Exercises to complete:
A - Quote the JSON parsing thread word for word, between "I suppose that" and "parser with bigint-support.", inclusive.
B - According to the JSON parsing thread, what two things should you try to minimize when writing a parser?

Reading text:
Do not parse using strip_prefix and then to_string, you're allocating a new buffer after each token! You can use Cow<str> for the result of the "parse string value" function, as most JSON strings don't have escapes you can just return a reference to that slice of the buffer, only allocating when there's actually an escape.
In general when writing a parser you should strive to minimize allocations and backtracking.
I suppose that is simply intended as a joke, but to me it falls flat since JSON is a data format not a programming language. JSON cannot parse anything.
Also, even though you chose to represent numbers as f64, a correct parsing algorithm is surprisingly tricky. Fortunately `f64::parse` accepts a strict superset of JSON number grammar, so you can instead count the number of characters making the number up and feed it into the Rust standard library.
> Fortunately `f64::parse` accepts a strict superset of JSON number grammar
Just for the sake of completeness, and not to imply that you don't know this, but the JSON spec doesn't limit the size or precision of numbers, although it allows implementations set other limits.
I have encountered JSON documents that (annoyingly) required the use of a parser with bigint-support.
> but the JSON spec doesn't limit the size or precision of numbers, although it allows implementations set other limits.

Listed entries:

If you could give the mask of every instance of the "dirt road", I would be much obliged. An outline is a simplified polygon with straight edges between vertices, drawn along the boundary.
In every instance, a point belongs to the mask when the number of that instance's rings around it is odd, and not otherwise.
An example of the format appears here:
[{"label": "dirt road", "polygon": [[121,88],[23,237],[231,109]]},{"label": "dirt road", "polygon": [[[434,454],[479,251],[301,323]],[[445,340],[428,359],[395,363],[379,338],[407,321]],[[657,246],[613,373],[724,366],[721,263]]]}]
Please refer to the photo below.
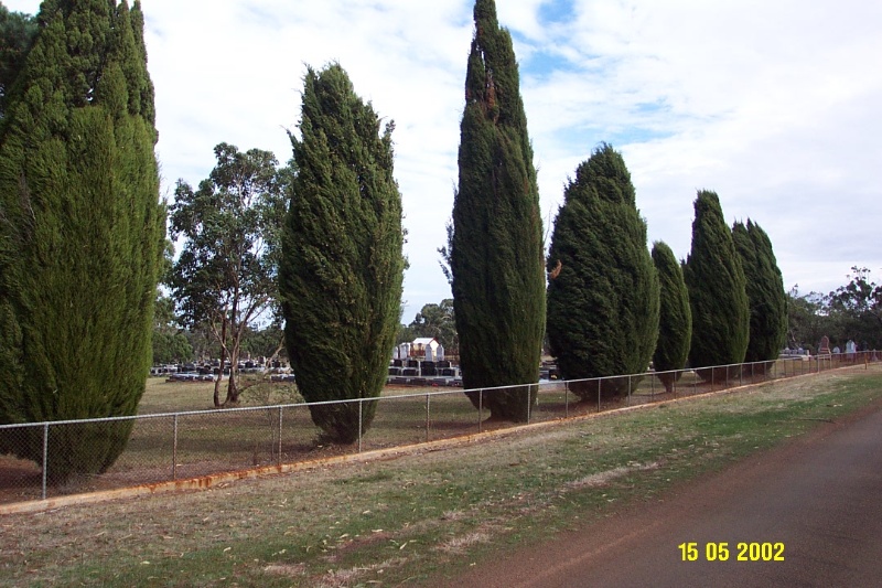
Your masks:
[{"label": "dirt road", "polygon": [[882,586],[882,403],[456,586]]}]

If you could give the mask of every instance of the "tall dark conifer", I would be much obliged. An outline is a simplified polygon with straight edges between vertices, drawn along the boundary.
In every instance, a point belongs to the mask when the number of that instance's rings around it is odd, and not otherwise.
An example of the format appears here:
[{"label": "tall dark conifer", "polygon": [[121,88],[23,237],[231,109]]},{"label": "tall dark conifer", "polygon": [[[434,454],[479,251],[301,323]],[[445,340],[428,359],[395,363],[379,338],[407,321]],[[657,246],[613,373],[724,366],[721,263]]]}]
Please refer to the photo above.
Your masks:
[{"label": "tall dark conifer", "polygon": [[[405,268],[392,129],[380,133],[340,65],[308,71],[279,292],[288,356],[310,403],[376,398],[386,383]],[[376,403],[310,410],[331,439],[352,442]]]},{"label": "tall dark conifer", "polygon": [[[0,124],[0,423],[133,415],[164,210],[136,2],[43,2]],[[47,474],[106,470],[131,425],[58,428]],[[12,448],[42,460],[42,431]]]},{"label": "tall dark conifer", "polygon": [[[695,202],[692,249],[684,266],[692,310],[692,367],[738,364],[744,361],[750,336],[750,307],[741,257],[725,223],[720,199],[702,190]],[[731,370],[698,372],[720,381]]]},{"label": "tall dark conifer", "polygon": [[682,267],[666,243],[659,240],[653,245],[653,264],[660,287],[658,342],[653,354],[653,366],[665,389],[671,392],[680,376],[676,370],[682,370],[689,359],[692,311]]},{"label": "tall dark conifer", "polygon": [[[561,375],[645,372],[658,339],[658,278],[631,174],[609,145],[579,165],[563,193],[548,270],[548,341]],[[627,379],[602,388],[626,394]],[[596,386],[571,389],[596,397]]]},{"label": "tall dark conifer", "polygon": [[744,268],[751,309],[751,335],[744,361],[775,360],[787,333],[787,295],[772,242],[750,218],[746,226],[732,225],[732,238]]},{"label": "tall dark conifer", "polygon": [[[474,7],[460,182],[449,253],[466,388],[531,384],[545,331],[542,221],[512,38],[493,0]],[[534,396],[530,396],[534,395]],[[470,394],[493,418],[526,420],[535,389]]]}]

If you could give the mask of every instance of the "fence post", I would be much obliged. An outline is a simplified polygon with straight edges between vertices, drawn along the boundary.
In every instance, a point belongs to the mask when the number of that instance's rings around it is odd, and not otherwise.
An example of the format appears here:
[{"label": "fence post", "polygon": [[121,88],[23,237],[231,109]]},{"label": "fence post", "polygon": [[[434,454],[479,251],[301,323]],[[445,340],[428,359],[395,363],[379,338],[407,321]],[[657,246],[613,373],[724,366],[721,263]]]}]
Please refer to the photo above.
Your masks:
[{"label": "fence post", "polygon": [[[536,400],[539,400],[539,392],[536,392]],[[527,384],[527,425],[530,424],[530,409],[533,408],[533,385]]]},{"label": "fence post", "polygon": [[49,423],[43,424],[43,500],[46,500],[49,473]]},{"label": "fence post", "polygon": [[178,480],[178,415],[172,419],[172,480]]},{"label": "fence post", "polygon": [[563,382],[563,416],[570,416],[570,383]]},{"label": "fence post", "polygon": [[484,388],[477,391],[477,432],[481,432],[482,423],[484,418]]},{"label": "fence post", "polygon": [[598,414],[600,414],[600,378],[598,378]]},{"label": "fence post", "polygon": [[627,375],[627,405],[631,406],[631,374]]},{"label": "fence post", "polygon": [[279,459],[277,460],[277,464],[282,464],[282,407],[279,407]]},{"label": "fence post", "polygon": [[363,417],[364,400],[358,398],[358,452],[362,452],[362,419]]}]

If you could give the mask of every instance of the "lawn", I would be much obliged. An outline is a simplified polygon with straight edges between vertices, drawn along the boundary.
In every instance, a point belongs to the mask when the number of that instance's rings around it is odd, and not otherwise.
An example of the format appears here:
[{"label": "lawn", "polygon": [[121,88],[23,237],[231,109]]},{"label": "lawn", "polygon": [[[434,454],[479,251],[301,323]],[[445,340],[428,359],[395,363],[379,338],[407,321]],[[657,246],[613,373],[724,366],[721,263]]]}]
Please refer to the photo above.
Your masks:
[{"label": "lawn", "polygon": [[[882,366],[444,450],[0,517],[12,586],[438,586],[882,398]],[[87,547],[84,547],[87,546]]]}]

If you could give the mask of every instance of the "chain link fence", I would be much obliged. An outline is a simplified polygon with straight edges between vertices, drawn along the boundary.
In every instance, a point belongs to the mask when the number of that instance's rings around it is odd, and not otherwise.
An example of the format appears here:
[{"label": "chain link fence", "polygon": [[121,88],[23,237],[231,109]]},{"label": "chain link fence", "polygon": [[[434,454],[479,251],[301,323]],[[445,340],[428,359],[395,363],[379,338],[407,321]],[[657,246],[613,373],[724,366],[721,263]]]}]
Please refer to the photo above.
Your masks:
[{"label": "chain link fence", "polygon": [[[527,423],[540,423],[880,360],[882,352],[874,351],[794,355],[772,362],[697,371],[647,372],[478,391],[420,388],[411,393],[398,389],[376,399],[315,403],[357,403],[359,415],[365,403],[378,403],[373,423],[358,431],[356,442],[346,446],[322,441],[308,404],[2,425],[0,503],[157,484],[516,427],[518,424],[487,418],[487,400],[494,394],[510,393],[513,388],[536,396],[535,402],[528,403]],[[465,392],[476,397],[475,405]],[[62,481],[55,480],[53,467],[64,463],[65,440],[85,440],[82,445],[88,448],[88,436],[129,429],[125,450],[104,473],[65,475]],[[32,460],[14,457],[12,448],[24,446]],[[58,452],[62,455],[56,455]]]}]

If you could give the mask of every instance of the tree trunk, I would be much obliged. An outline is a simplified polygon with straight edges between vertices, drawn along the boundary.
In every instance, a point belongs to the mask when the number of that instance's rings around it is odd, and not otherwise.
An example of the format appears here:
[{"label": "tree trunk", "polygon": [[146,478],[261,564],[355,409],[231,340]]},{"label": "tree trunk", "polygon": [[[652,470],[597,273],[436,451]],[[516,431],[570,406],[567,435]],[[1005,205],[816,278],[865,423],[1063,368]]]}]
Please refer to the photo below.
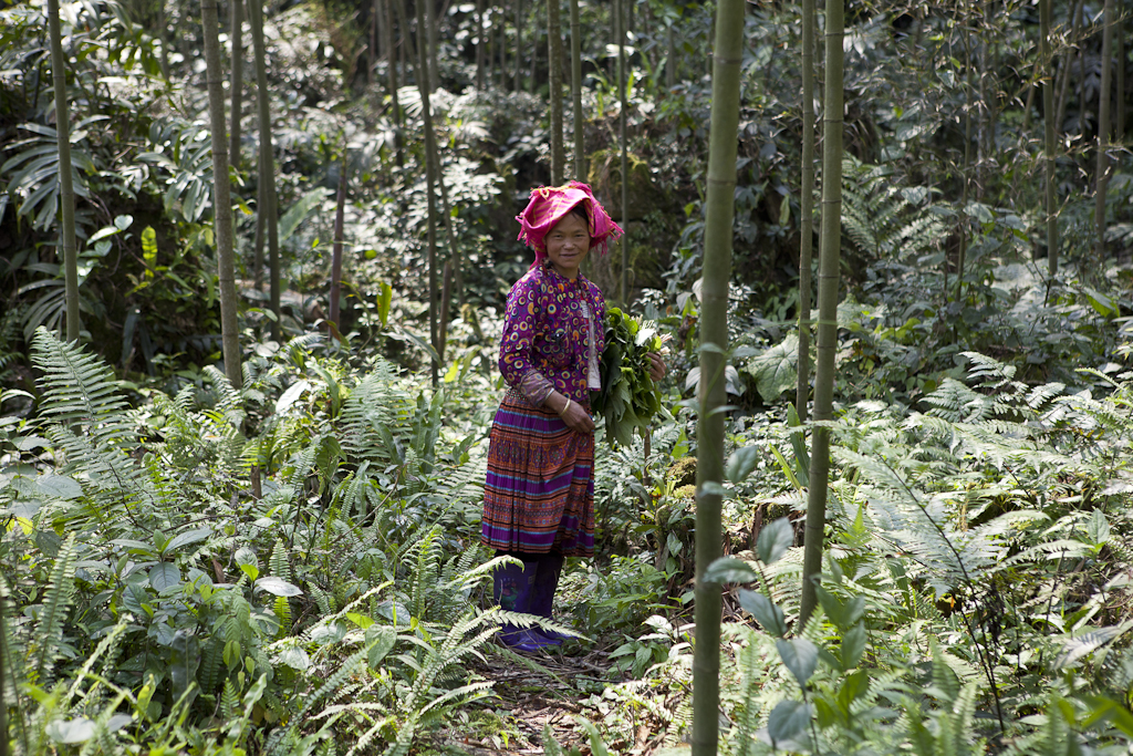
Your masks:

Answer section:
A -
I suppose that is simply intended as a joke, but to me it falls flat since JSON is a data format not a programming language. JSON cannot parse anything.
Also, even though you chose to represent numbers as f64, a correct parsing algorithm is surprisingly tricky. Fortunately `f64::parse` accepts a strict superset of JSON number grammar, so you can instead count the number of characters making the number up and feed it into the Rust standard library.
> Fortunately `f64::parse` accepts a strict superset of JSON number grammar
Just for the sake of completeness, and not to imply that you don't know this, but the JSON spec doesn't limit the size or precision of numbers, although it allows implementations set other limits.
I have encountered JSON documents that (annoyingly) required the use of a parser with bigint-support.

B - Allocations and backtracking.